Supplied material START
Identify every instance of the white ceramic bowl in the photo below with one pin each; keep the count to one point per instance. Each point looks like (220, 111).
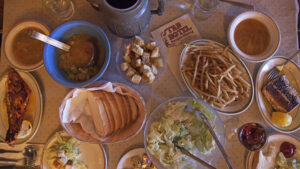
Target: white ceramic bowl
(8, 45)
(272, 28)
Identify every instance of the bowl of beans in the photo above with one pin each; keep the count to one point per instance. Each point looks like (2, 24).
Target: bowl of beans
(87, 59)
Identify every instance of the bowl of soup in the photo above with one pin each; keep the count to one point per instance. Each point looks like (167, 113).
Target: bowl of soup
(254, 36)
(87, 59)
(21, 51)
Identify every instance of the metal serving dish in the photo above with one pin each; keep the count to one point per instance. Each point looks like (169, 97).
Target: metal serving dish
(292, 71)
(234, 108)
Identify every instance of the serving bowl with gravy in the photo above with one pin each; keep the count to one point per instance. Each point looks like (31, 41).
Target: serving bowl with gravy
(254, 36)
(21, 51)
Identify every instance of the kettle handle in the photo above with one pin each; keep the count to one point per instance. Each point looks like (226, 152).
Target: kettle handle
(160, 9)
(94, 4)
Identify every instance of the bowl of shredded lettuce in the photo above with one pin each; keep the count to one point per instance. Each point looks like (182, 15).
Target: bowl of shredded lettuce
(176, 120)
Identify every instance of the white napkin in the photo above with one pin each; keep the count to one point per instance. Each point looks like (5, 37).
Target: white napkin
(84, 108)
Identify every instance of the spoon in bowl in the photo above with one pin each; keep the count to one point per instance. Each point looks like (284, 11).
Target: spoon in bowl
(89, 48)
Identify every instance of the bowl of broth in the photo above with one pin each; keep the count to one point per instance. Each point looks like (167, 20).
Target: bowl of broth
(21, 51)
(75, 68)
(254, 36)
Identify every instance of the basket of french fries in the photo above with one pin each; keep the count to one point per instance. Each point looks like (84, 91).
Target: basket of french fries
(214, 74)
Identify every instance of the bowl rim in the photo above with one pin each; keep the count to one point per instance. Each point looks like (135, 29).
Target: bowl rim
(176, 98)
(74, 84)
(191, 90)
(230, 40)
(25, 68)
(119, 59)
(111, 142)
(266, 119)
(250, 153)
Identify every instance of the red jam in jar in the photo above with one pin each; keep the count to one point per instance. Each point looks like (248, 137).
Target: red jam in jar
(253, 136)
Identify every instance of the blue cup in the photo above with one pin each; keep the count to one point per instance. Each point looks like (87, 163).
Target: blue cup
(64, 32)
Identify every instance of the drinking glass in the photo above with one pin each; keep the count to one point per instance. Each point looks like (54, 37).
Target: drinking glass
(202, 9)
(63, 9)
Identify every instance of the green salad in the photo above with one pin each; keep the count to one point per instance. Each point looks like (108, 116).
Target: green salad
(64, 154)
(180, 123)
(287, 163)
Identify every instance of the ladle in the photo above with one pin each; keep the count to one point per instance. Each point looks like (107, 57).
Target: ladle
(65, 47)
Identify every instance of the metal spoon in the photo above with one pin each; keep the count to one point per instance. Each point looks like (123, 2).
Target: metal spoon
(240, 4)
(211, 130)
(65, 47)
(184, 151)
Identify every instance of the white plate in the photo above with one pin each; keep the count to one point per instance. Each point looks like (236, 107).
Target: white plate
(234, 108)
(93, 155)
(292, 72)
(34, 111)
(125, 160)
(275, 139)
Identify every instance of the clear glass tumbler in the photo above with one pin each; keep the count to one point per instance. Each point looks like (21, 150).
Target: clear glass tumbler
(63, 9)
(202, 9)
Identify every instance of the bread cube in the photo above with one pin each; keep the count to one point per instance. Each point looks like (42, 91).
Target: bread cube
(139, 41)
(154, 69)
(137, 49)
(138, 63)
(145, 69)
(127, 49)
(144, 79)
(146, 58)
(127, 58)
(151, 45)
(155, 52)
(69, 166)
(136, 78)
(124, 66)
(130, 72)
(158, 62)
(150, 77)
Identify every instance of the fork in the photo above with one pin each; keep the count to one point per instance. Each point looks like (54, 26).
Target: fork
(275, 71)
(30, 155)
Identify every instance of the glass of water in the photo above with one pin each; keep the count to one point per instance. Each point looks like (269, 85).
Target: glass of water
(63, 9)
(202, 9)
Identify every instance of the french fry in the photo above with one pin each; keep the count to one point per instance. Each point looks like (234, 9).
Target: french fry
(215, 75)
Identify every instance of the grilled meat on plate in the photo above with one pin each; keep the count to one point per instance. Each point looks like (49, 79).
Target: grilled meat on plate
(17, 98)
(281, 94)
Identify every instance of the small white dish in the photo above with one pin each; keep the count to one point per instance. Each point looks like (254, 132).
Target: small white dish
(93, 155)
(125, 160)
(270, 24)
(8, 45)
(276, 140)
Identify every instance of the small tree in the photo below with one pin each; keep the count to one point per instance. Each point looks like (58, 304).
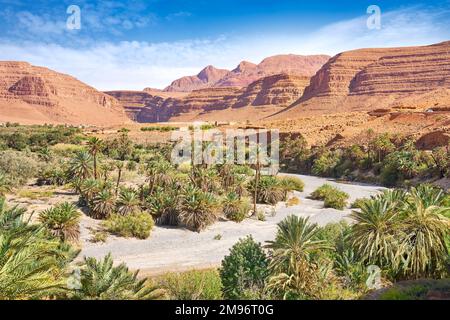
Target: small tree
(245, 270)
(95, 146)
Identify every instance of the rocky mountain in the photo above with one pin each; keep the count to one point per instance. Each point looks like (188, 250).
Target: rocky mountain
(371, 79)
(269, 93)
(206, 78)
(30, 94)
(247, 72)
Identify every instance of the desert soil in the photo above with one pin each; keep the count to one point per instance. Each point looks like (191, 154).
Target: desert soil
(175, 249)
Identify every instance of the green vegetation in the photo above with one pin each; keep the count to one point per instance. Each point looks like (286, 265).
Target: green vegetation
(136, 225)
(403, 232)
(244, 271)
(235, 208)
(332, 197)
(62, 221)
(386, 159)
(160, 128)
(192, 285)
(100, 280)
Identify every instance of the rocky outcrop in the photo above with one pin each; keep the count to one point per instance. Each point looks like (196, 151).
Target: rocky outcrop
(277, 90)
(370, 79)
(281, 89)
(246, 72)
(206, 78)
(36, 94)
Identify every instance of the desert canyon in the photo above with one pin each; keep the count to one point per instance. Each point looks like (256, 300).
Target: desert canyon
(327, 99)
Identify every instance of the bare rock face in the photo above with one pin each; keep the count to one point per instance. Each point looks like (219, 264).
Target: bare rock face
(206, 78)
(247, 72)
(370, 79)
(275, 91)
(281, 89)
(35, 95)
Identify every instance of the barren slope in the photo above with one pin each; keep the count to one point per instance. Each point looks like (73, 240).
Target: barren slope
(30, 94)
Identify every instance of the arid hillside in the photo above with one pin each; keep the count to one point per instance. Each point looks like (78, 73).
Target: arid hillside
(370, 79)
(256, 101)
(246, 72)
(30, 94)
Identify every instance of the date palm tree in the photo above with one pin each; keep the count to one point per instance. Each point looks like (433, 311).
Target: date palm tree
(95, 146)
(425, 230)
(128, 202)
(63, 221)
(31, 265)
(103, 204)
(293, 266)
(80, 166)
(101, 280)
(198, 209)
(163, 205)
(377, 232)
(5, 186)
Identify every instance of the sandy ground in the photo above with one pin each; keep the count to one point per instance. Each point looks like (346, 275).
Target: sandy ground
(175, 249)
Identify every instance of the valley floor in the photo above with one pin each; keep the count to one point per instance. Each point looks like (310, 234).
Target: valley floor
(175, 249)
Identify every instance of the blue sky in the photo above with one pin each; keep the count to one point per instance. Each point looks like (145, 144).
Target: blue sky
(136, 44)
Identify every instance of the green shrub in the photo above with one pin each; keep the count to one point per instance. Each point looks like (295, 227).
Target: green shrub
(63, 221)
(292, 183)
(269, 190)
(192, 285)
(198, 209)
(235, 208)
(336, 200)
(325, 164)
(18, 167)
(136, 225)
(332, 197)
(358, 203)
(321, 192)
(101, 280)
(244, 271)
Supplied material END
Supplied material START
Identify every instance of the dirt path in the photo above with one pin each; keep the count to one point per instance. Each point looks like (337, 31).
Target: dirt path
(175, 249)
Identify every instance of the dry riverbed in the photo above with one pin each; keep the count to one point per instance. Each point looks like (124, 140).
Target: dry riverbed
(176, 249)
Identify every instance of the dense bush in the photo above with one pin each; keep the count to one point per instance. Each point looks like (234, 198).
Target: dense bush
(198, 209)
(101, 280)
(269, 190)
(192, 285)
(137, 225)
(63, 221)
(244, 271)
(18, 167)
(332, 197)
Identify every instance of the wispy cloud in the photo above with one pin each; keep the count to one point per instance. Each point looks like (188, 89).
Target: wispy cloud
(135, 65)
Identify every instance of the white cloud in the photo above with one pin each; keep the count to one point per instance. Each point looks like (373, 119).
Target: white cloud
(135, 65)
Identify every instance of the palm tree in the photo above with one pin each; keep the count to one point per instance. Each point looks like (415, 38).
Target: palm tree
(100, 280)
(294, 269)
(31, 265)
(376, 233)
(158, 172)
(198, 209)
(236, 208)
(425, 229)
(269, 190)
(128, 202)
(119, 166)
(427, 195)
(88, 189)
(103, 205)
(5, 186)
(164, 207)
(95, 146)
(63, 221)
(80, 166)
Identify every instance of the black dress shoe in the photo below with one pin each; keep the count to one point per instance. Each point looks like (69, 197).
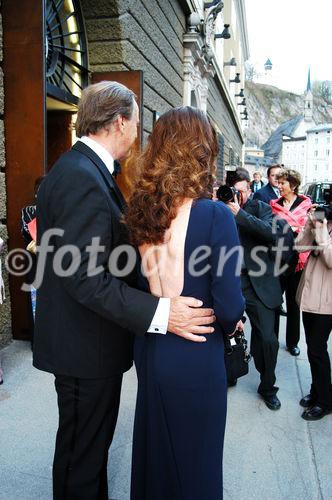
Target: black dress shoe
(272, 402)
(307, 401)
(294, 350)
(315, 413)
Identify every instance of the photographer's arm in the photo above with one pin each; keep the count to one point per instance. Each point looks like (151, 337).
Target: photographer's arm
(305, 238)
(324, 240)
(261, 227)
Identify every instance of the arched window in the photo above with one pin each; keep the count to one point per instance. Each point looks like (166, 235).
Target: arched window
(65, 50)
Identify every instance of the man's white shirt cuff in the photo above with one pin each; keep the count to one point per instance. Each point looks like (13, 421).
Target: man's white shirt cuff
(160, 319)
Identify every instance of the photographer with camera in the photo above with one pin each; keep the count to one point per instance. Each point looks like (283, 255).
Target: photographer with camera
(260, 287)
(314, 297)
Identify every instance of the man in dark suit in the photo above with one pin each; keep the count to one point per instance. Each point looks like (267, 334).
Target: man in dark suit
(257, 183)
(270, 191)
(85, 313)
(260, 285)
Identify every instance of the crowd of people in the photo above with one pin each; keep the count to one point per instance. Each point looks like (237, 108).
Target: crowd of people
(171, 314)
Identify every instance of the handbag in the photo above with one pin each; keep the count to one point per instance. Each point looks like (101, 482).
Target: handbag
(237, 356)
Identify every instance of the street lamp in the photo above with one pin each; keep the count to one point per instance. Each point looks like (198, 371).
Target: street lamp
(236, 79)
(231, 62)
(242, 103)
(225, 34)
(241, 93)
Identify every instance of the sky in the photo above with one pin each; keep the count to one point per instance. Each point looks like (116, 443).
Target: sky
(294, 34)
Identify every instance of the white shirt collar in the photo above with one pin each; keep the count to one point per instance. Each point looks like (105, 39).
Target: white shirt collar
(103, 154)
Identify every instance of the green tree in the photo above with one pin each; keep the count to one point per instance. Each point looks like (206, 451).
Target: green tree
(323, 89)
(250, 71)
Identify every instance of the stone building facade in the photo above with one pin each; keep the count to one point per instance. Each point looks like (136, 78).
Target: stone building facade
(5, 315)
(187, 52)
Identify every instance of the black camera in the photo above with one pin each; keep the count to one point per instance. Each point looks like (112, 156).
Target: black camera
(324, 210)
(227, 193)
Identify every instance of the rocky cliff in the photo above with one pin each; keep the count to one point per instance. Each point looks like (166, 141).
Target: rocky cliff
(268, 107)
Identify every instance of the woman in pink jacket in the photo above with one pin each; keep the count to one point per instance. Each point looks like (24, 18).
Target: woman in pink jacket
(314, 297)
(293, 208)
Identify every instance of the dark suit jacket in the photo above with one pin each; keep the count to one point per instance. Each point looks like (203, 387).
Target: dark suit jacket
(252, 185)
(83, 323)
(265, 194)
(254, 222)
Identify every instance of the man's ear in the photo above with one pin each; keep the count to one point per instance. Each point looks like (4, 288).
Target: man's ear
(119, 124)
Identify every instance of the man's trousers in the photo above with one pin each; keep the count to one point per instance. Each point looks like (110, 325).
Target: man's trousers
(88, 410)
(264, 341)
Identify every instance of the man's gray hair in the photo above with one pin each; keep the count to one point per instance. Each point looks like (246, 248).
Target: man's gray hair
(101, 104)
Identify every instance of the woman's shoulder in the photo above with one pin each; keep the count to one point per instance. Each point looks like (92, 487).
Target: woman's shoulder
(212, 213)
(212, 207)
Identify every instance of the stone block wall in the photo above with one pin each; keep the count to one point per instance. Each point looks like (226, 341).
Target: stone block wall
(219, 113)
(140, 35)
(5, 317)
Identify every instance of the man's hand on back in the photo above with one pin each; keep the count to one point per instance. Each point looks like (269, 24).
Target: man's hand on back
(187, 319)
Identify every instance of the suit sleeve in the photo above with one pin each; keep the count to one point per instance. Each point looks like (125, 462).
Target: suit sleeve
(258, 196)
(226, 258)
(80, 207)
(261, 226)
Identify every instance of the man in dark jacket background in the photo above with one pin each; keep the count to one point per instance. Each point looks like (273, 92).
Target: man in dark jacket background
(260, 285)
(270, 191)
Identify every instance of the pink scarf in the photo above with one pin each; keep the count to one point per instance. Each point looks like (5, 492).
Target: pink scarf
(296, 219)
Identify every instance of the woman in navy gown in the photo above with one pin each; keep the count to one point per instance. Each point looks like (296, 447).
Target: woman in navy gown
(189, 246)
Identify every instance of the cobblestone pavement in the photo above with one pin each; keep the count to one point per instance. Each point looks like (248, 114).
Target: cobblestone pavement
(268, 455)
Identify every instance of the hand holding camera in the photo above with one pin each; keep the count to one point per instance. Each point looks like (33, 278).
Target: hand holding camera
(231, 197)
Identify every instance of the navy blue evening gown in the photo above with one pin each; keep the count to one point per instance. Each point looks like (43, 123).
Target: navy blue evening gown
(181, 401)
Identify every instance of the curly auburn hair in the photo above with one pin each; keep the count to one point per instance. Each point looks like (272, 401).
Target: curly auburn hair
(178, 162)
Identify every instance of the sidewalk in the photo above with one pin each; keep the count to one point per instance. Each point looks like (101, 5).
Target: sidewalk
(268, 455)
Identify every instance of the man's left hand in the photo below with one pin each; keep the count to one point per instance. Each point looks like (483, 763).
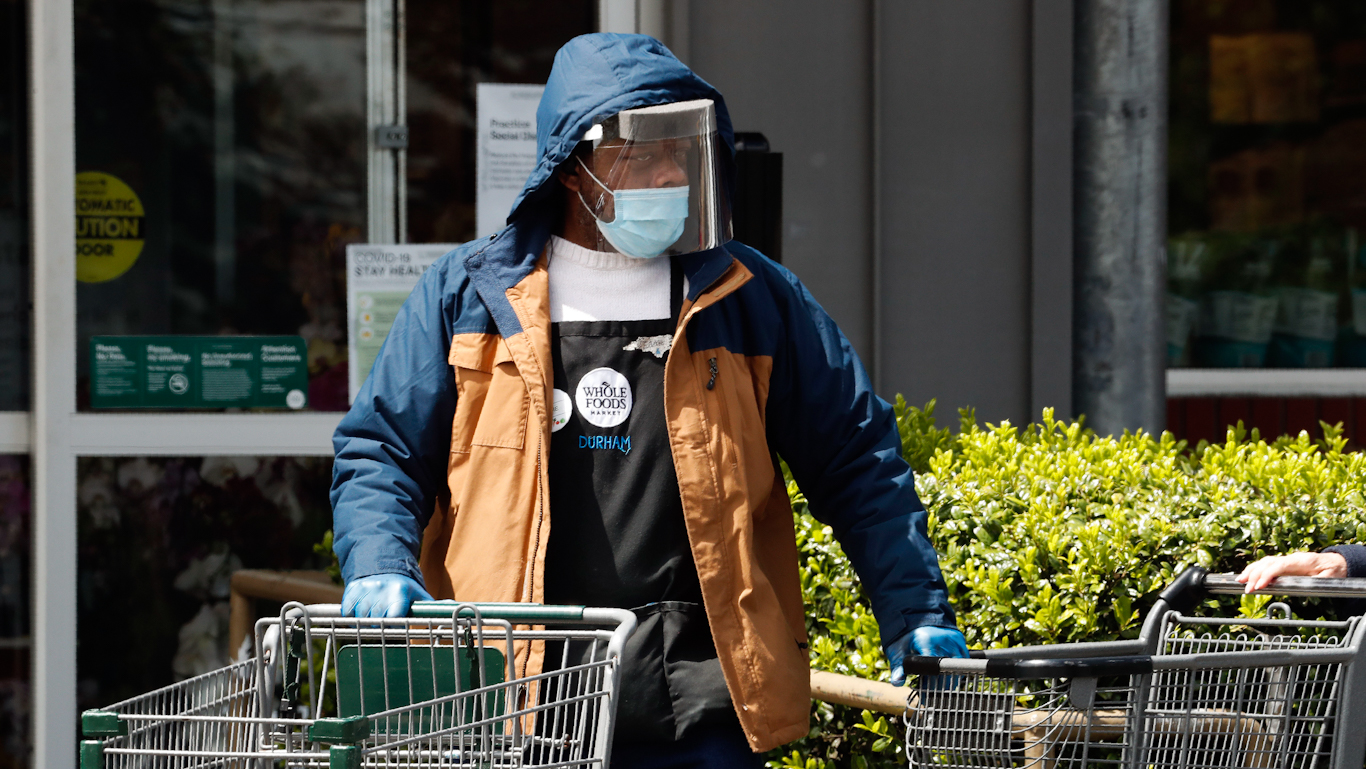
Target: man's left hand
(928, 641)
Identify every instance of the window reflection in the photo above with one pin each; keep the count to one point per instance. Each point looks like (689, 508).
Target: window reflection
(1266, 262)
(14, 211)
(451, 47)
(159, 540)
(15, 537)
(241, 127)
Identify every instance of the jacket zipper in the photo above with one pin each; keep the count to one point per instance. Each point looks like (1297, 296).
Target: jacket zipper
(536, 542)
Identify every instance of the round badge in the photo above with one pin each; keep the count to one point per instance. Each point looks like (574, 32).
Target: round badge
Supplied material END
Supplied material START
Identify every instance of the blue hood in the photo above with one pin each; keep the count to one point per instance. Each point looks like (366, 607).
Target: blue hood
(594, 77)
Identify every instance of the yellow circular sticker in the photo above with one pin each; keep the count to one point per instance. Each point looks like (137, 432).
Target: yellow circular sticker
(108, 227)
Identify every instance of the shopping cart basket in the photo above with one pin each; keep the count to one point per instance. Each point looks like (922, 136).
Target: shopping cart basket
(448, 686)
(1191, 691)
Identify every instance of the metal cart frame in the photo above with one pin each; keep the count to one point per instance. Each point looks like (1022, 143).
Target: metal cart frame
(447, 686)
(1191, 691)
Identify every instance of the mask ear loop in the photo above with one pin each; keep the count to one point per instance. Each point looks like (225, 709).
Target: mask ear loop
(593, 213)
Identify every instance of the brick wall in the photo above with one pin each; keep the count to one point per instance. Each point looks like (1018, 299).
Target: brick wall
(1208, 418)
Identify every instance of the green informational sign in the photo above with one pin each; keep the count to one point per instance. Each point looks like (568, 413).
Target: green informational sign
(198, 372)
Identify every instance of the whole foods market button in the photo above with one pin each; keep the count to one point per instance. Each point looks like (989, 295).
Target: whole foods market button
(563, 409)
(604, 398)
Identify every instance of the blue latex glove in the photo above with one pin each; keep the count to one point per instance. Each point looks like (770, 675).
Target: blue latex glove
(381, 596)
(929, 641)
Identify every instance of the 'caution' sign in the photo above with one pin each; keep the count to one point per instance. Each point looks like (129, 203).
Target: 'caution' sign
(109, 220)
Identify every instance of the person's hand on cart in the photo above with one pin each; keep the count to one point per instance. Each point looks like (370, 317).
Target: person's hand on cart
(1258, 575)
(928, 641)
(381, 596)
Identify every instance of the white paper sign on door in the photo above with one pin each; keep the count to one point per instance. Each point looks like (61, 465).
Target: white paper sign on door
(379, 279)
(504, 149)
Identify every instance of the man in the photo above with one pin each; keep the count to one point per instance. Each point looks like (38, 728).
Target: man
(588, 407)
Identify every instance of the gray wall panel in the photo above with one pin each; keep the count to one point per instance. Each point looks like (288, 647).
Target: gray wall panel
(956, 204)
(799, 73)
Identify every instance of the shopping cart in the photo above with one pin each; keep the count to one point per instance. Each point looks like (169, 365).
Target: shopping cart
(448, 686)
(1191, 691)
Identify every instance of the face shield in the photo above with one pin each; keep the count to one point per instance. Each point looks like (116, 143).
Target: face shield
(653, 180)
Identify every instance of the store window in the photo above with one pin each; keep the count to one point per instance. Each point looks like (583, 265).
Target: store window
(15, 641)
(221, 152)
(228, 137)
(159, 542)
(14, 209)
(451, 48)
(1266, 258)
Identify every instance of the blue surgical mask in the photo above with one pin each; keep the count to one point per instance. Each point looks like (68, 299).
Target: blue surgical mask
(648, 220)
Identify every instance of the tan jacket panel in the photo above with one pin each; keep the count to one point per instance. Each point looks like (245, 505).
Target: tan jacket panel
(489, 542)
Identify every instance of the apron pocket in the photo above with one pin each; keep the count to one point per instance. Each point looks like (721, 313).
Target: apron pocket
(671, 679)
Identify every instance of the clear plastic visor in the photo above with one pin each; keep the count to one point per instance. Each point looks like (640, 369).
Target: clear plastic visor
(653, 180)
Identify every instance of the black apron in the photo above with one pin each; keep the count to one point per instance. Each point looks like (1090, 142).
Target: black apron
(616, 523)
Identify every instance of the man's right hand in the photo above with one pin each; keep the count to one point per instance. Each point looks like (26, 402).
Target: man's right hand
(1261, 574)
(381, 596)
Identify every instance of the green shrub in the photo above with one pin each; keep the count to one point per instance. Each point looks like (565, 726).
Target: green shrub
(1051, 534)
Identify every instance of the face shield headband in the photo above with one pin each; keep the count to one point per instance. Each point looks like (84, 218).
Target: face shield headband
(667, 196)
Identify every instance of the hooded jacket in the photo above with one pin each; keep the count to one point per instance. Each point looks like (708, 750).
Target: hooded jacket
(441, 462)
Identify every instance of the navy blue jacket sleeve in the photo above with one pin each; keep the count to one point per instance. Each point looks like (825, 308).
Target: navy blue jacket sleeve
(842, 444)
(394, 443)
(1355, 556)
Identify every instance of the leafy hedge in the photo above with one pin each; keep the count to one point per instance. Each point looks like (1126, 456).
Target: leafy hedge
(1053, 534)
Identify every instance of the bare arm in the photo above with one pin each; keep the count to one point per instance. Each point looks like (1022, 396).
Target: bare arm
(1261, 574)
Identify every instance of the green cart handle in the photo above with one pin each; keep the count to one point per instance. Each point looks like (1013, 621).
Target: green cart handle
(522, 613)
Supplied material END
_Task directions_
The answer should be a number alone: the count of lines in the records that hold the word "badge".

_Exercise output_
2